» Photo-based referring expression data
<<<<

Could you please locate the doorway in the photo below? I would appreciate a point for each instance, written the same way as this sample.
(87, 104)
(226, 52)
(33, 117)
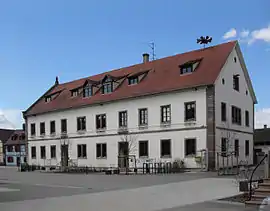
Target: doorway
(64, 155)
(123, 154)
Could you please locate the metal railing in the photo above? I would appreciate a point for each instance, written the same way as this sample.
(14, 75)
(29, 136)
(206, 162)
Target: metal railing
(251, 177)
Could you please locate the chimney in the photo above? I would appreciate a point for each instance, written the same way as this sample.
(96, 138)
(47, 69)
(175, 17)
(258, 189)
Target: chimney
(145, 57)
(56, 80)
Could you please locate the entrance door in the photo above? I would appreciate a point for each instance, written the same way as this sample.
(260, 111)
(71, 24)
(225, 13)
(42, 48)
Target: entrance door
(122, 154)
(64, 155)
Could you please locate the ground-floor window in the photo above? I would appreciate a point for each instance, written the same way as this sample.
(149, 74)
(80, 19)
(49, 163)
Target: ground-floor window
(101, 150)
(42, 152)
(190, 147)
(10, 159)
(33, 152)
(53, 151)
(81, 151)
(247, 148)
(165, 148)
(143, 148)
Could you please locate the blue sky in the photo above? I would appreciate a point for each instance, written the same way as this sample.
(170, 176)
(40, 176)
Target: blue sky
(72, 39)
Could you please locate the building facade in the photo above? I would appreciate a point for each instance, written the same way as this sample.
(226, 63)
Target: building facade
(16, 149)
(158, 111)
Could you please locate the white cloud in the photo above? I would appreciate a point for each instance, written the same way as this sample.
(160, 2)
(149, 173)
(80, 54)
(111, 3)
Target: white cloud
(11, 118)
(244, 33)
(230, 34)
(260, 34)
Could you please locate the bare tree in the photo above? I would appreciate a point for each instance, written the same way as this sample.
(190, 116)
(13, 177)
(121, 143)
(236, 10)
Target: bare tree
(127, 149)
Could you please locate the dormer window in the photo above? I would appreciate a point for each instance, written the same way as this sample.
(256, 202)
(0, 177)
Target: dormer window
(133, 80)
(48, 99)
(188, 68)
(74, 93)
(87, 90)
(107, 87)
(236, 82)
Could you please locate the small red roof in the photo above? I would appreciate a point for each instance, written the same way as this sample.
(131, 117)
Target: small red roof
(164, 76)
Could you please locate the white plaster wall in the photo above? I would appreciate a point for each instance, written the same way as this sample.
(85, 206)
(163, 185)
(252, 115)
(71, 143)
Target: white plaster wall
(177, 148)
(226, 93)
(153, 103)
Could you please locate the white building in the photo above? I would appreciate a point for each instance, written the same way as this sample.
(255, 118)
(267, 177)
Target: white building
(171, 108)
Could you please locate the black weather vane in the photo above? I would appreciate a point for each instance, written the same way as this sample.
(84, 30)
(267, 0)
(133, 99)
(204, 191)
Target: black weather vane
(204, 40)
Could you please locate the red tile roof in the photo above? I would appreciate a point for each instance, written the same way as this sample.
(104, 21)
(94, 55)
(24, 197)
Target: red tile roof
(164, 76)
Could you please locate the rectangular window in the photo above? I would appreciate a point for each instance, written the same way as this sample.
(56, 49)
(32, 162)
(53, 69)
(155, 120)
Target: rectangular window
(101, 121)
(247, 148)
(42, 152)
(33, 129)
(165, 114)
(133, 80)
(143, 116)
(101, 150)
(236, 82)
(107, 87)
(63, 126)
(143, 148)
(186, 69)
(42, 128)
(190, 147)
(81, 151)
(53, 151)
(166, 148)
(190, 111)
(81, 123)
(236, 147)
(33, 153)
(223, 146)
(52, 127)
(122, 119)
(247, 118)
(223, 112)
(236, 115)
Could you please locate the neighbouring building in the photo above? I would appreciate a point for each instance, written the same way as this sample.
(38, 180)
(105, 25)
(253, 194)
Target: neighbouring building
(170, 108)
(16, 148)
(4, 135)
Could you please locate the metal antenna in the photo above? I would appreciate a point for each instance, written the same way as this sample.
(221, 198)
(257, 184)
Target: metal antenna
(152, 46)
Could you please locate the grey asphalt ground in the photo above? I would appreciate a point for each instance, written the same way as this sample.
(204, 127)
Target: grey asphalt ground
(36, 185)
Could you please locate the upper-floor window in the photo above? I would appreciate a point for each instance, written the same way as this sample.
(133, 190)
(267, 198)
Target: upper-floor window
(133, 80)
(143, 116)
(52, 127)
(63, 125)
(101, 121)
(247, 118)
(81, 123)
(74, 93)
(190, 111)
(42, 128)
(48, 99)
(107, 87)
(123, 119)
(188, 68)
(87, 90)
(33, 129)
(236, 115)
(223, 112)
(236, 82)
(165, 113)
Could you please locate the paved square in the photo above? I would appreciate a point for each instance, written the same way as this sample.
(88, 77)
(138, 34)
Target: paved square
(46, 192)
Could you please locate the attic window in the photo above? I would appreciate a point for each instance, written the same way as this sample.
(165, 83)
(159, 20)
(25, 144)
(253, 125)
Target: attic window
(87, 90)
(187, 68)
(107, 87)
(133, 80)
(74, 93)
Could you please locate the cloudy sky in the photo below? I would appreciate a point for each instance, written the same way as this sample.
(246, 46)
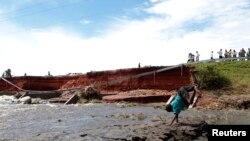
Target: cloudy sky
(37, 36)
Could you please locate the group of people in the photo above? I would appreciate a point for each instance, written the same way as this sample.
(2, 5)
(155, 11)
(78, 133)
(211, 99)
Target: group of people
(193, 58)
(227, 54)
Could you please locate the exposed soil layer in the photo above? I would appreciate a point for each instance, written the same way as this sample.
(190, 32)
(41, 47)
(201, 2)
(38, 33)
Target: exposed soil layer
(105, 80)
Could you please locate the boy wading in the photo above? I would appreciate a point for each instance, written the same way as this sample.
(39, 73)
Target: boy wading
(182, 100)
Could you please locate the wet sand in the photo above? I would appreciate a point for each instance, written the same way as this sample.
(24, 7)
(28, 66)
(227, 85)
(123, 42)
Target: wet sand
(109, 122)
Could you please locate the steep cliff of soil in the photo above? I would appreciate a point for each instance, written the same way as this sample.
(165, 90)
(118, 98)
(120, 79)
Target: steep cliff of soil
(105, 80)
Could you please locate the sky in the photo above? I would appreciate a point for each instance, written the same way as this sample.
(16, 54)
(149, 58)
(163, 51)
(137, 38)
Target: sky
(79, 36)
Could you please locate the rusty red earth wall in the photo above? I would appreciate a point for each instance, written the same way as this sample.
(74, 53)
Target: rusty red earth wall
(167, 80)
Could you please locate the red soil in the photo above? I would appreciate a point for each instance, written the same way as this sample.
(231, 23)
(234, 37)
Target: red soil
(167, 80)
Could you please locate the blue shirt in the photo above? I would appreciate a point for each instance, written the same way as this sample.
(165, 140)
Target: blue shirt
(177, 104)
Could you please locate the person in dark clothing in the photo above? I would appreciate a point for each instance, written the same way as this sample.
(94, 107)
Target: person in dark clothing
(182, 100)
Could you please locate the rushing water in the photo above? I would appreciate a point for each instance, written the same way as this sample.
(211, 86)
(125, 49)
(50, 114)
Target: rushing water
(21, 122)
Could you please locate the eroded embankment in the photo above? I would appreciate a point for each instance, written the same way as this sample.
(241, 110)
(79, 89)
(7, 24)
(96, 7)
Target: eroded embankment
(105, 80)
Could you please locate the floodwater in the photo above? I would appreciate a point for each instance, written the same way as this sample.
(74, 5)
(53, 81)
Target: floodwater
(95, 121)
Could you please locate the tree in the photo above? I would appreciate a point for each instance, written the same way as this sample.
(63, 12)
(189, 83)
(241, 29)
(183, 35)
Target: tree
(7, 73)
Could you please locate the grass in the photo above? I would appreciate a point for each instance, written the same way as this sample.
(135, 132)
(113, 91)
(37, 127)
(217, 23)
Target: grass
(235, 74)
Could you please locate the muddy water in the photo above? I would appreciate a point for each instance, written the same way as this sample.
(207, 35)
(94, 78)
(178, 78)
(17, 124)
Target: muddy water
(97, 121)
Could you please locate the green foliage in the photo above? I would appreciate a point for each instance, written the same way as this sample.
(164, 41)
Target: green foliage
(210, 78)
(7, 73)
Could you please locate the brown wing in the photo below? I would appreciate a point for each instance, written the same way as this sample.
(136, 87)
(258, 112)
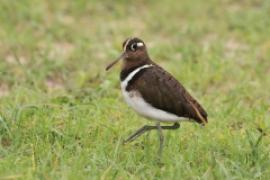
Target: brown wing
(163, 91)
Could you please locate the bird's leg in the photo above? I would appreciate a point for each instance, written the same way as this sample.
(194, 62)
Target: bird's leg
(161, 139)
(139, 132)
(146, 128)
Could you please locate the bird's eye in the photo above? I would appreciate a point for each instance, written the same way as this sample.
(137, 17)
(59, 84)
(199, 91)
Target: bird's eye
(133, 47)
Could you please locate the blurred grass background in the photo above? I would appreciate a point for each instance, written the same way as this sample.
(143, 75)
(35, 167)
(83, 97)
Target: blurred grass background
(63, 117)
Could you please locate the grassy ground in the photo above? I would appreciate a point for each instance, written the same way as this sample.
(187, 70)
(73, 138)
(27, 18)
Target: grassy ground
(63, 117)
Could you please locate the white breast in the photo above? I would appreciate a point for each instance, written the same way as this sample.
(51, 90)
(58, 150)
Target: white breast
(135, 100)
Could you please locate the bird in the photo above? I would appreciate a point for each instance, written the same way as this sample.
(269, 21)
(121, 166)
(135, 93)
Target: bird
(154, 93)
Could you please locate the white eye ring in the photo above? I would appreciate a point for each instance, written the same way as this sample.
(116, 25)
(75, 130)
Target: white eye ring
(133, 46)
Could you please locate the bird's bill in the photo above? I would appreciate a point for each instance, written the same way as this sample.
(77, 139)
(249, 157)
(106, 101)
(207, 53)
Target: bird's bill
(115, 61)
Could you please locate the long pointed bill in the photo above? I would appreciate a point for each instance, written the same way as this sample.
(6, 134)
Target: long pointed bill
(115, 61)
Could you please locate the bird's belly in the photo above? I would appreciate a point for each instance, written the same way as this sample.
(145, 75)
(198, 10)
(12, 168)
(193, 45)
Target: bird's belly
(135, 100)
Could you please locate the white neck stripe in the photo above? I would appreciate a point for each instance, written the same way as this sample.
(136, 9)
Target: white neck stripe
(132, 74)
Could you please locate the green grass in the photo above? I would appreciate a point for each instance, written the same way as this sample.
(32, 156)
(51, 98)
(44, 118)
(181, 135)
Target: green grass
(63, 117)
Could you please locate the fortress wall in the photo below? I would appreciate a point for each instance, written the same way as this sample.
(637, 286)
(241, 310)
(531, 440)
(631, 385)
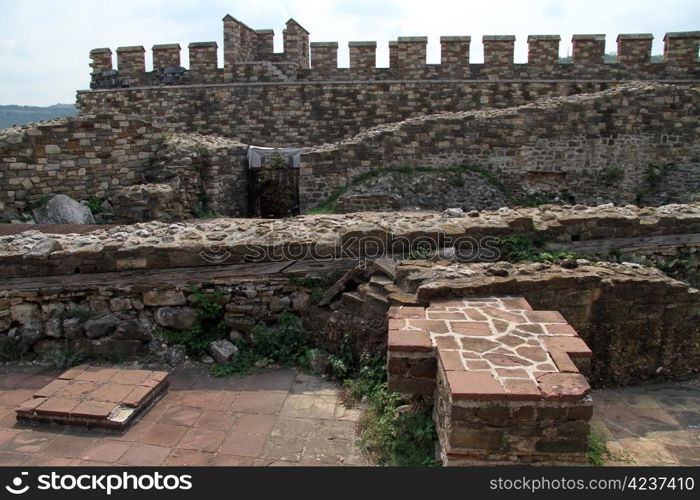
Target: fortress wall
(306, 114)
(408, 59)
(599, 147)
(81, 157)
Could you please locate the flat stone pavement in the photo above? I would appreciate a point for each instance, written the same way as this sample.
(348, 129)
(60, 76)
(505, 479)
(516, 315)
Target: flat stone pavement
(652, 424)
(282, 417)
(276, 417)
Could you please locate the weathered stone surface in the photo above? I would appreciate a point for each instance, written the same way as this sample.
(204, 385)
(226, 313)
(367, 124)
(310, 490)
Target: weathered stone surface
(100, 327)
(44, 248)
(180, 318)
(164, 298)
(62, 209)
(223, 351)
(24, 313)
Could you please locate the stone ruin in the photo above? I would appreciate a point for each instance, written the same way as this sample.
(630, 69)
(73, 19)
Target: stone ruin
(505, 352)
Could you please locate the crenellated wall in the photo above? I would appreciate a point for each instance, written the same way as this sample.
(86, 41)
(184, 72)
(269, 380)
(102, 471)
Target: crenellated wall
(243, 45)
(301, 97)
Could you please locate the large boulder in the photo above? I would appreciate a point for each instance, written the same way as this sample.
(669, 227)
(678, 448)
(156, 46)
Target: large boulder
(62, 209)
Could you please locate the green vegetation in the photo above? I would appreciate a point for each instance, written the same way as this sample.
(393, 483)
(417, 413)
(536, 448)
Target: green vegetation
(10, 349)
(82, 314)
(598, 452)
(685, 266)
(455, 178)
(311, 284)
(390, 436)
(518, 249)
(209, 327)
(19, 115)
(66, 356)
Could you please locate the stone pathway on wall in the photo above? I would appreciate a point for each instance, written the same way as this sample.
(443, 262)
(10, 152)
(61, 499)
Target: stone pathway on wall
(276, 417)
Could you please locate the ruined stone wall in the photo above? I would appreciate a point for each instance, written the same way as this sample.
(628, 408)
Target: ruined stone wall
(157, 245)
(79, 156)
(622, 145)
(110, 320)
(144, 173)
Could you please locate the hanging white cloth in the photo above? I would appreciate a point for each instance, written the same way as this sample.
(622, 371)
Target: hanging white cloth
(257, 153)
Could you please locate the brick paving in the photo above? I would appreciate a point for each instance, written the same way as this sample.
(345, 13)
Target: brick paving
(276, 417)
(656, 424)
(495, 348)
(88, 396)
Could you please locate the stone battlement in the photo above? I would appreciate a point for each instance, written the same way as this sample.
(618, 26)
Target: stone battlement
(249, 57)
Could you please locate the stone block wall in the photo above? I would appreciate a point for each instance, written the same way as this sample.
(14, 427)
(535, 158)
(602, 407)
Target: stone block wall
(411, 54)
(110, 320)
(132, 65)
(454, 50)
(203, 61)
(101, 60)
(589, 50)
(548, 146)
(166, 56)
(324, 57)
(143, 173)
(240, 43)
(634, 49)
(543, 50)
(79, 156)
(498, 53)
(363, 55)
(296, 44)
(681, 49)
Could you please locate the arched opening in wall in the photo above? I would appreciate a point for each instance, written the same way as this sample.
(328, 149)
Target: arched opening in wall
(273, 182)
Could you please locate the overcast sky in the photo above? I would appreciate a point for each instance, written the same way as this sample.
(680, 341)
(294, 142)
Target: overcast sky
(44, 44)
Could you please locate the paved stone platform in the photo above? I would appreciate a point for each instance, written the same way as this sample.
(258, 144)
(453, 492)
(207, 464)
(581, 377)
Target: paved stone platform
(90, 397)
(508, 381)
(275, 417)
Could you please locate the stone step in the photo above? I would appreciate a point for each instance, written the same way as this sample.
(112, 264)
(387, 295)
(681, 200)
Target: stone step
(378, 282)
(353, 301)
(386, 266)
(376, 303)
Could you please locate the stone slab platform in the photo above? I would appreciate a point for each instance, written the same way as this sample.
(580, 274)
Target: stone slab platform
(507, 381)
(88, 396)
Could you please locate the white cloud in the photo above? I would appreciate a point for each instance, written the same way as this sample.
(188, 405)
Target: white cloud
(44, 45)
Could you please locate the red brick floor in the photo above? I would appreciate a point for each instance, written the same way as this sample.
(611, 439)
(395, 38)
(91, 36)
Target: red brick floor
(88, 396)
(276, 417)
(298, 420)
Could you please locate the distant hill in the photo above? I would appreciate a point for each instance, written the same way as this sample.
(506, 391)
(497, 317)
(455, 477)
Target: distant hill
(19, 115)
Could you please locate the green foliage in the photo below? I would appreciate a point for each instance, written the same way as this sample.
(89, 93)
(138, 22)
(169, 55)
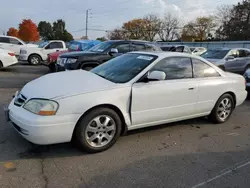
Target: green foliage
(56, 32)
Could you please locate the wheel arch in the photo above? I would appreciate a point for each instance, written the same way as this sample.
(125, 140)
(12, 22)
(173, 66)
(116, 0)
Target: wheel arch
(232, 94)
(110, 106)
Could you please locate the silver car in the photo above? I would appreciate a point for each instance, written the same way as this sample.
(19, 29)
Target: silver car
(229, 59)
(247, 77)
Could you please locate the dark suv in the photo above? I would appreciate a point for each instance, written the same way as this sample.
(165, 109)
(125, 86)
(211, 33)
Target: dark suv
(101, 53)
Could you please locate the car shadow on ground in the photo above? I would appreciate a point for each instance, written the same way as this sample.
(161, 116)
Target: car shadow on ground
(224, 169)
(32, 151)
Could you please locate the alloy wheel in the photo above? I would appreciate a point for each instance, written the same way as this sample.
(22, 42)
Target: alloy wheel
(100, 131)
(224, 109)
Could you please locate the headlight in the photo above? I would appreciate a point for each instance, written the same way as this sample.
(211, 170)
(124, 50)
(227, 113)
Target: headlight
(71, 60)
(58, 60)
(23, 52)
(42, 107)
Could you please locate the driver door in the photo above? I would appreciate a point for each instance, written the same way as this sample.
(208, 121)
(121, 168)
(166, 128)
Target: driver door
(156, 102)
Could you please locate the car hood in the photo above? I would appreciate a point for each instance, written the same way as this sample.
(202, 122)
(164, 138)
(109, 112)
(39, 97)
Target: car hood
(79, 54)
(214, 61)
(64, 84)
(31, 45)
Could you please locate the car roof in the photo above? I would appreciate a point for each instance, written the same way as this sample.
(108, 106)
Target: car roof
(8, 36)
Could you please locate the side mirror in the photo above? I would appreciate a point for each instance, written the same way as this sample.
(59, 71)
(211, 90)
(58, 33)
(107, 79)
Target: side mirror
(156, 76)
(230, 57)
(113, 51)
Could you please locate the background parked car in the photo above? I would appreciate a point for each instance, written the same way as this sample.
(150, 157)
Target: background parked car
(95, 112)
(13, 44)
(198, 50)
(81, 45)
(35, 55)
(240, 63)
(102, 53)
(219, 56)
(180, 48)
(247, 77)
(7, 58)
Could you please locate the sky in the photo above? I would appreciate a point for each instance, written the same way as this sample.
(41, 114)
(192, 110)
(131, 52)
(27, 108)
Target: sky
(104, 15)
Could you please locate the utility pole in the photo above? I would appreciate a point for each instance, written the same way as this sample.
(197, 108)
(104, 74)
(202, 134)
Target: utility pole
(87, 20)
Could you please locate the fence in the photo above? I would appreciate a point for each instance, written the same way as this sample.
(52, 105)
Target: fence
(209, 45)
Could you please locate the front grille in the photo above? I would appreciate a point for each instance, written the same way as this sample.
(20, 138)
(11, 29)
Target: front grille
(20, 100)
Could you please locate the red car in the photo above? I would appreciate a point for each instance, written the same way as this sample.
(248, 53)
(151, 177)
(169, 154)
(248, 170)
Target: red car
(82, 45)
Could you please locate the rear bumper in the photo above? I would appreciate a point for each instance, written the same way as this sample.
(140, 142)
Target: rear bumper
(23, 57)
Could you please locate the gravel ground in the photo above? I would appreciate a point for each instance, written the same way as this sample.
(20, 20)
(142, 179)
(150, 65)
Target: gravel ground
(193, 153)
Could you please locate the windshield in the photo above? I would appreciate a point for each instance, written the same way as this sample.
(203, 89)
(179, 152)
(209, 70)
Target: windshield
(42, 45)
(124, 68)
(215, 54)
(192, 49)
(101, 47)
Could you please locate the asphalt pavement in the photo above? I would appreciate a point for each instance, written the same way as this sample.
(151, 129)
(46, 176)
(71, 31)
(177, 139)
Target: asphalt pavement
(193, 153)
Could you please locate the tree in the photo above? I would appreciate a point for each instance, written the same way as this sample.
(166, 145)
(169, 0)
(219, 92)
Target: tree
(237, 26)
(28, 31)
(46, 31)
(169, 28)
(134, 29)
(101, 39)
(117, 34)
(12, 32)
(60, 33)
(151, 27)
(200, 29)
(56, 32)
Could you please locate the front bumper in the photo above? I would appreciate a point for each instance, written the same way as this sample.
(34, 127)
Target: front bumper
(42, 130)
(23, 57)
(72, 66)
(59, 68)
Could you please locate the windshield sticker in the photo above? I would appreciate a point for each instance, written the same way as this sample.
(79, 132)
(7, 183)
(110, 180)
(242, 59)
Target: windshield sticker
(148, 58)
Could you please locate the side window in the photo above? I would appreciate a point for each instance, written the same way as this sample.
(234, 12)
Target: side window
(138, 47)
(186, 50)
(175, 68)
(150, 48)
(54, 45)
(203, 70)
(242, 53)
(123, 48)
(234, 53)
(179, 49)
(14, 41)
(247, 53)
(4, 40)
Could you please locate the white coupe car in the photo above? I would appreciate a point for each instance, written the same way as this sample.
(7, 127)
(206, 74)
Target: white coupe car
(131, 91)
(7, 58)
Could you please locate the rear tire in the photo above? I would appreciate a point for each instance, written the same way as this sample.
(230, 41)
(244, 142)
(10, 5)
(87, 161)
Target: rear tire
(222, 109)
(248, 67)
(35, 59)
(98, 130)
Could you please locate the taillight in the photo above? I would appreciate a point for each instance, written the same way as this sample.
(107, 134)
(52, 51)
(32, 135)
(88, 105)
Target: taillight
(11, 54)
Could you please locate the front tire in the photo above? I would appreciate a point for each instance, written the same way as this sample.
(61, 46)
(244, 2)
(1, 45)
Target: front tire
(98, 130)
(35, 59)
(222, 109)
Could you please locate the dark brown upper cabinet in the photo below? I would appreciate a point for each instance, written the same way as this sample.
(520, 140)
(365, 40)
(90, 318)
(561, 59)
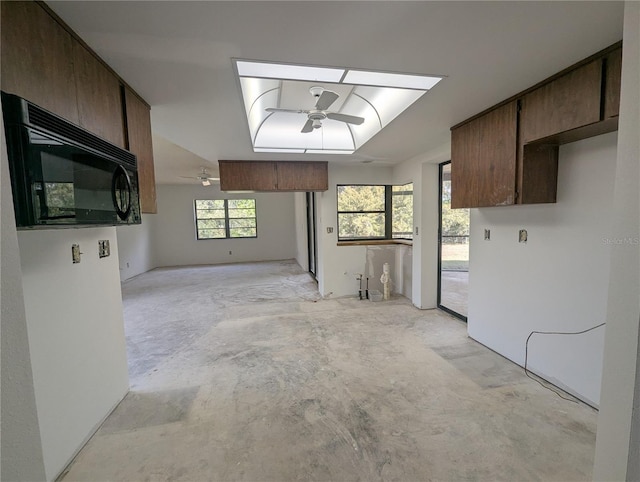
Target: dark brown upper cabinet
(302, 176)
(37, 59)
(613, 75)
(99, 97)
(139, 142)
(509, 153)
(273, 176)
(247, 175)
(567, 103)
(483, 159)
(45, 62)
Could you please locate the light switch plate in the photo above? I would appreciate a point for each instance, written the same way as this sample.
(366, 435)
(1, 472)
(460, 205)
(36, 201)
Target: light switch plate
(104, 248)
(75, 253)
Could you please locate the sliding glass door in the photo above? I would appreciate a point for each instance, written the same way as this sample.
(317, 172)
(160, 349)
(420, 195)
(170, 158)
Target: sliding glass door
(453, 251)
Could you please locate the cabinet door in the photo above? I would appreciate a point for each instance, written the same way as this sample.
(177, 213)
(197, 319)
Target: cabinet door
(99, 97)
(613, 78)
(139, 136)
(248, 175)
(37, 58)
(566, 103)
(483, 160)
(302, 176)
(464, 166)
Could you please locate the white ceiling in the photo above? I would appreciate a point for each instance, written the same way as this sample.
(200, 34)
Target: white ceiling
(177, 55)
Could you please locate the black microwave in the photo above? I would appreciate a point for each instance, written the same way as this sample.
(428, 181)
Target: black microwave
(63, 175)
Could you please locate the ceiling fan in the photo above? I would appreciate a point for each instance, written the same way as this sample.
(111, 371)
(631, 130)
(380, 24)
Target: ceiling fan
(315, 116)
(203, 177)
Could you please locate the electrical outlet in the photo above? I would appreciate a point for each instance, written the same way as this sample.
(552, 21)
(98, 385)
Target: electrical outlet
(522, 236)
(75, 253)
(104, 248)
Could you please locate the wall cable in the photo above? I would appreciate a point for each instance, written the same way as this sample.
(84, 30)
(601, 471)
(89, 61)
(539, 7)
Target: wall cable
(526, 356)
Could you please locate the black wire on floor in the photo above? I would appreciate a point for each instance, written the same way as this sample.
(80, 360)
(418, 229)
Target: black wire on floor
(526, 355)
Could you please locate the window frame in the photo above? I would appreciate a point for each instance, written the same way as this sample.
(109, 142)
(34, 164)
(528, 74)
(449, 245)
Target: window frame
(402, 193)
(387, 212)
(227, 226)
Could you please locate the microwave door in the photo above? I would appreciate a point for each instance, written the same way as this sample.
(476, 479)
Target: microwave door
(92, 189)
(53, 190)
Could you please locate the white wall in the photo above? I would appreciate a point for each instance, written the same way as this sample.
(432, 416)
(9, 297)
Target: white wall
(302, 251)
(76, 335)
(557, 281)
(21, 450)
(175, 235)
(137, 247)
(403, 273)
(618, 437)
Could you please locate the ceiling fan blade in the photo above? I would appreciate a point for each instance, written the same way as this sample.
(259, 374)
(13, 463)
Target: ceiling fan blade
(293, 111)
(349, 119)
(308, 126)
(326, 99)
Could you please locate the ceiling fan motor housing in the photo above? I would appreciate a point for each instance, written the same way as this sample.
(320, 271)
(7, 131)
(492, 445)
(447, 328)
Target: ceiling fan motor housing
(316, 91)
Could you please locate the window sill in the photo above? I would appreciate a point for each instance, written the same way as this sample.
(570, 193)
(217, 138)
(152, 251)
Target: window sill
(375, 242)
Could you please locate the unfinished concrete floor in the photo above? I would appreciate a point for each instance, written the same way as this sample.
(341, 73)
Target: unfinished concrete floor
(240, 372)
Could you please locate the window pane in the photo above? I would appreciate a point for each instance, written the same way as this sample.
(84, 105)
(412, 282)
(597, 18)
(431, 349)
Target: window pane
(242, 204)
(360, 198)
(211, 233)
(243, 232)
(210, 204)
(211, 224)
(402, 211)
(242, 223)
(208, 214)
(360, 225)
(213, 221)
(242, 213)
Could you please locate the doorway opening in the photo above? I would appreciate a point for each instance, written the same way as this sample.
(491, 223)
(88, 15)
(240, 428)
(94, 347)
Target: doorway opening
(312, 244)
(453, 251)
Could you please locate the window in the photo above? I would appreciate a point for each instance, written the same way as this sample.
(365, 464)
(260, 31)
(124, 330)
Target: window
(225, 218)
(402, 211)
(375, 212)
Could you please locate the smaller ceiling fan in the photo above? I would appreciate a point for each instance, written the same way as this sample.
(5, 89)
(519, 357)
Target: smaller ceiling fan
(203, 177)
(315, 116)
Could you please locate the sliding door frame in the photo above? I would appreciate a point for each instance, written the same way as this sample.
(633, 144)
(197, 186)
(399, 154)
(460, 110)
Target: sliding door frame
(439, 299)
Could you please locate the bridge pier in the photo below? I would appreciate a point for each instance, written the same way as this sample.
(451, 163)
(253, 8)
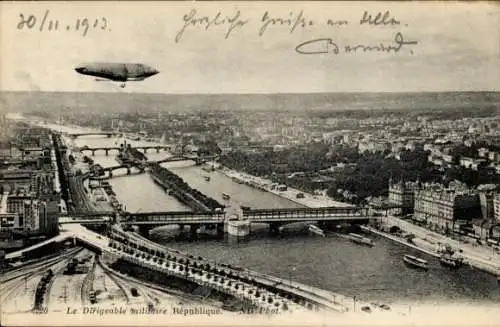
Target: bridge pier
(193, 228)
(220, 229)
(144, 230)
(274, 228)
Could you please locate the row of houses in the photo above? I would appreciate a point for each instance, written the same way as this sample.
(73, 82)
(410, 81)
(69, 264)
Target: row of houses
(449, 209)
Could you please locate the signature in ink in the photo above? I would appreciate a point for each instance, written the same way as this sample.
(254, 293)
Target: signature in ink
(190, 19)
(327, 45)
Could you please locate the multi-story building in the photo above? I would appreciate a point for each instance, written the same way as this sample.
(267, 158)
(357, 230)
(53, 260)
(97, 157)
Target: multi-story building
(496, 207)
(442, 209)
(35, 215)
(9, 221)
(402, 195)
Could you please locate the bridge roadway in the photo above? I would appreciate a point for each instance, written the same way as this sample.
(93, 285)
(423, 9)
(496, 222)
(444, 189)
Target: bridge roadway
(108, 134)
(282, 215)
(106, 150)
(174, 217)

>>>>

» YOUR INSTRUCTIONS
Retype only the lines above between the line with "Could you please locate the distant" and the line with "Could you please locate the green foliage in the photo below?", counting those two lines as well, and keep every character as it is.

» ANSWER BOX
Could you please locate the distant hill in the photo above? I would appreciate a point for each instance, written the same way as this sample.
(506, 391)
(497, 317)
(455, 477)
Target: distant hill
(19, 115)
Could you please locate the green foliage in the photo below? I would appreciate a point for each instance, written the same way as this sample.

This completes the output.